Study text:
The seven lives of the Hotel Aspinwall in Taboga
During the construction period of the Panama Canal, the French had planned since 1882 the building of a sanitarium for the convalescent on the Island of Taboga.
After the transfer of all assets of the Nouvelle Compagnie du Canal Interoceanique to the Americans on May 4, 1904, the new owners, grasping immediately the wisdom of restorative medicine, began remodeling the aforementioned leprosarium.
It offered a great service for many years, and its busiest period was from 1911 to 1912, when over 30,000 were admitted. As the labor force dwindled, however, because work on the waterway was coming to an end, demand for these services were sharply reduced.
This situation became the deciding factor that prompted the Canal Zone Sanitation Department to close the convalescing center and request its transfer to other agencies for administration.
The new managers drastically changed the original focus and proposed the conversion from hospital to hotel, a suggestion that was approved, beginning thus the transformation.
The name ASPINWALL HOTEL was selected in honor of Engineer W. H. Aspinwall, an outstanding professional who had garnered fame and glory during the building of the Panama Railroad. It is worth remembering at this point that the Americans wanted to change the name of the city of Colon to that of Aspinwall, a decision that met firm and persistent opposition from the then government of Colombia, which managed to prevent it.
From its inauguration in January 1914, the hotel complex was a resounding success, not only because of the natural beauty its scenery and beaches offered, but also because of the excellent service the hotel provided.
It soon became a social gathering place where receptions and meetings of the highest caliber were held.
There were frequent weekend outings to the island that included dancing and other activities, which were very popular and well attended. These activities boosted the economy at every level, including that of the local residents who were not particularly industrious.
The Aspinwall, as it was known by all, was operated satisfactorily until June 1916, when parts of it had to be shut down because of economic difficulties. It remained open for special outings until December of that year, albeit somewhat rundown.
It was reopened in January 1917, with special offers to travelers, including daily launch service that was doubled on the weekends. The fare was 30 cents for adults and 20 cents for children.
There were shuttle buses that took tourists directly from the Tivoli Hotel to the Balboa Pier. The Panama Railroad also did its part, offering to take passengers luggage directly from Cristobal to the pier, charging 25 cents for each piece of luggage. These efforts breathed new life into the hotel, which seemed once again to be enjoying another period such as in its heyday.

Given material:

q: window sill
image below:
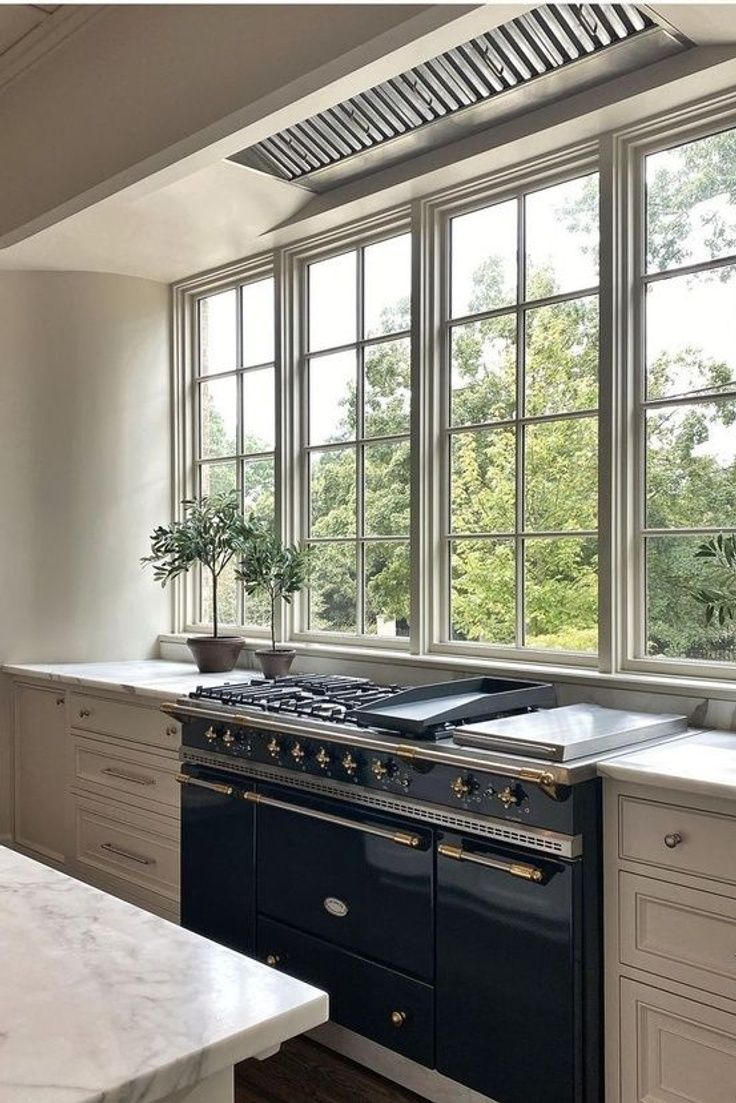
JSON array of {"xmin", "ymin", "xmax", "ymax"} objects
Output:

Tasks:
A) Answer these questions from the Hotel Aspinwall history:
(i) In what month and year was the hotel inaugurated?
(ii) After the 1917 reopening, what was the launch fare for children?
(iii) How much did the Panama Railroad charge for each piece of luggage taken from Cristobal to the pier?
B) For each statement, say whether it agrees with the Hotel Aspinwall history. Quote the words that decide it.
(i) The hotel was named for an engineer who became famous during the building of the Panama Railroad.
(ii) The Americans succeeded in renaming the city of Colon as Aspinwall.
(iii) In June 1916 the entire hotel closed for the rest of that year.
C) Transcribe the passage of the Hotel Aspinwall history between "The name ASPINWALL" and "caliber were held.", inclusive.
The material is separate from the Hotel Aspinwall history.

Answer set:
A)
(i) January 1914
(ii) 20 cents
(iii) 25 cents

B)
(i) Yes: "in honor of Engineer W. H. Aspinwall, an outstanding professional who had garnered fame and glory during the building of the Panama Railroad"
(ii) No: "a decision that met firm and persistent opposition from the then government of Colombia, which managed to prevent it"
(iii) No: "parts of it had to be shut down because of economic difficulties. It remained open for special outings until December of that year"

C)
The name ASPINWALL HOTEL was selected in honor of Engineer W. H. Aspinwall, an outstanding professional who had garnered fame and glory during the building of the Panama Railroad. It is worth remembering at this point that the Americans wanted to change the name of the city of Colon to that of Aspinwall, a decision that met firm and persistent opposition from the then government of Colombia, which managed to prevent it.
From its inauguration in January 1914, the hotel complex was a resounding success, not only because of the natural beauty its scenery and beaches offered, but also because of the excellent service the hotel provided.
It soon became a social gathering place where receptions and meetings of the highest caliber were held.